(Data entries)
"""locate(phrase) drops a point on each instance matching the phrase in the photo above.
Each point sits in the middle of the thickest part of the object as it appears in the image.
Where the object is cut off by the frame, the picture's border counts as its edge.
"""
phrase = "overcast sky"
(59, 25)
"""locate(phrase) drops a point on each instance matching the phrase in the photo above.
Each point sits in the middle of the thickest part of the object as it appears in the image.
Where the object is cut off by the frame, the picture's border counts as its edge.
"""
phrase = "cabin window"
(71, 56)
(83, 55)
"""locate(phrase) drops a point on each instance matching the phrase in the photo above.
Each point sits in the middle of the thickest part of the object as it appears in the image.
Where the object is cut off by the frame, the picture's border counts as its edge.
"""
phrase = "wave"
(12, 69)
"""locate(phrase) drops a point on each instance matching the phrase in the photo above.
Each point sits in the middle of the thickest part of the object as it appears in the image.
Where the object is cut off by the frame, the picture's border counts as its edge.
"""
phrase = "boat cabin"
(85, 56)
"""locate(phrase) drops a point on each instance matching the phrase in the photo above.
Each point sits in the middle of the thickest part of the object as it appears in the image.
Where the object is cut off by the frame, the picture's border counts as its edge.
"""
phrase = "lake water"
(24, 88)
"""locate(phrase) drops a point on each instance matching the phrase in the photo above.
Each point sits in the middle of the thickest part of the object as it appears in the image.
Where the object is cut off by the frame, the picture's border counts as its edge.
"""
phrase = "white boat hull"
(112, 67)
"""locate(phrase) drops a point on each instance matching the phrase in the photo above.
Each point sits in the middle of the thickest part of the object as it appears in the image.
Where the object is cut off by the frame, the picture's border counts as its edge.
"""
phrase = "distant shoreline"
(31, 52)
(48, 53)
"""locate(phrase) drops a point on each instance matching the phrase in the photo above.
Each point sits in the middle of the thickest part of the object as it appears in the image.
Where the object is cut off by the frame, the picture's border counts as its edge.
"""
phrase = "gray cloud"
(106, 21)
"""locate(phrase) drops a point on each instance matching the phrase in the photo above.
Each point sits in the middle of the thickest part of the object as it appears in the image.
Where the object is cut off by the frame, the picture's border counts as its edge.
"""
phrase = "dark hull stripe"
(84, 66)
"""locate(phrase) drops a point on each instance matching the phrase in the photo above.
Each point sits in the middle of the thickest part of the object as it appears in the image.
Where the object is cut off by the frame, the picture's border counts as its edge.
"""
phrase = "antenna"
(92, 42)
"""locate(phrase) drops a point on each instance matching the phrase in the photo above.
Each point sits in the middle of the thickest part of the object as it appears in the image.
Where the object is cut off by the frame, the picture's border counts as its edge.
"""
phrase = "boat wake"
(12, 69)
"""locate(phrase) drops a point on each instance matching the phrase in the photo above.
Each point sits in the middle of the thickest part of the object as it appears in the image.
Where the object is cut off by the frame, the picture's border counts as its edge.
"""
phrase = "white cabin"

[Brief]: Which lines of the entries above contain the string "boat"? Return each of those lines in full, treating uppercase and lowercase as different.

[Response to the task]:
phrase = "boat cabin"
phrase = "white boat hull"
phrase = "boat wake"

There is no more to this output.